[Opening Data for analysis section]
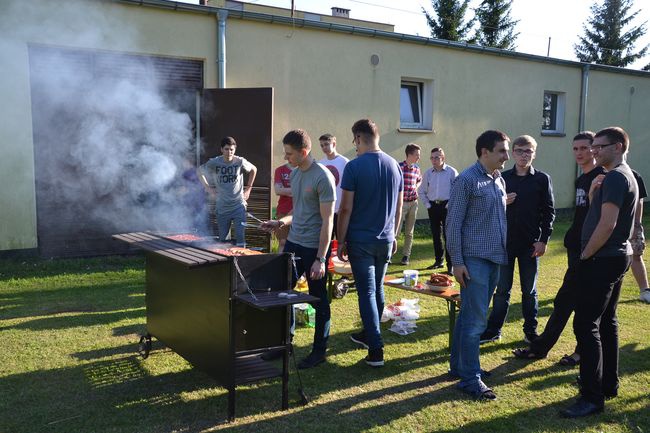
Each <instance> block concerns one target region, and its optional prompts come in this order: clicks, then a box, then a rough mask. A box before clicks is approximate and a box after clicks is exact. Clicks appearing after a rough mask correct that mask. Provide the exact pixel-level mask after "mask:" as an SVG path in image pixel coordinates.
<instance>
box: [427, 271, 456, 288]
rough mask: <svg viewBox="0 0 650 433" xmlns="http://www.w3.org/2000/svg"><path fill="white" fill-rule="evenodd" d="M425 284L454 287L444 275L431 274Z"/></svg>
mask: <svg viewBox="0 0 650 433" xmlns="http://www.w3.org/2000/svg"><path fill="white" fill-rule="evenodd" d="M427 283H428V284H429V285H430V286H436V287H451V286H453V285H454V281H453V280H452V279H451V278H449V276H448V275H445V274H431V277H429V281H428V282H427Z"/></svg>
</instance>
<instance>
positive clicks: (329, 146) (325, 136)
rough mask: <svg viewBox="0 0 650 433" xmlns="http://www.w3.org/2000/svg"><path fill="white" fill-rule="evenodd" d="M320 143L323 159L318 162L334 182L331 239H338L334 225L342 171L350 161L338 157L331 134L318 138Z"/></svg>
mask: <svg viewBox="0 0 650 433" xmlns="http://www.w3.org/2000/svg"><path fill="white" fill-rule="evenodd" d="M318 141H320V148H321V150H322V151H323V153H324V154H325V158H323V159H321V160H320V161H318V163H319V164H323V165H324V166H325V167H327V168H328V169H329V171H331V172H332V175H333V176H334V182H336V204H335V205H334V231H333V232H332V239H338V237H337V236H336V223H337V221H338V216H339V208H340V207H341V196H342V194H343V193H342V191H341V178H342V177H343V169H344V168H345V165H346V164H347V163H348V161H350V160H349V159H347V158H346V157H345V156H343V155H340V154H339V153H338V152H337V151H336V137H335V136H333V135H332V134H323V135H321V136H320V137H319V138H318Z"/></svg>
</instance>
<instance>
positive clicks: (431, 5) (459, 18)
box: [422, 0, 474, 42]
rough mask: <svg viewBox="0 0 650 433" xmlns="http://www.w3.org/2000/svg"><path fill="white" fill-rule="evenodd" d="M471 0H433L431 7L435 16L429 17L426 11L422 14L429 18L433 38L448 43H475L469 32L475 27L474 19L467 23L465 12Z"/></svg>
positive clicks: (431, 16)
mask: <svg viewBox="0 0 650 433" xmlns="http://www.w3.org/2000/svg"><path fill="white" fill-rule="evenodd" d="M469 2H470V0H464V1H460V2H459V1H458V0H431V7H432V8H433V12H434V14H435V15H429V13H428V12H427V11H426V9H424V8H422V12H424V15H425V16H426V17H427V22H428V24H429V28H430V29H431V36H432V37H434V38H438V39H445V40H448V41H467V42H473V39H471V38H469V32H470V30H471V29H472V26H473V25H474V18H472V19H470V20H469V21H467V22H464V21H465V12H467V7H468V6H469Z"/></svg>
[Closing Data for analysis section]
◆ Activity ◆
Using the data above, print exactly the lines from the line that contains "box: [422, 0, 474, 42]" through the line that contains "0H433L431 7L435 16L429", with both included.

◆ Written reply ◆
box: [422, 0, 474, 42]
rough mask: <svg viewBox="0 0 650 433" xmlns="http://www.w3.org/2000/svg"><path fill="white" fill-rule="evenodd" d="M471 0H433L431 7L435 16L429 17L426 11L422 14L429 18L433 38L448 43H475L469 32L475 27L474 19L467 23L465 12Z"/></svg>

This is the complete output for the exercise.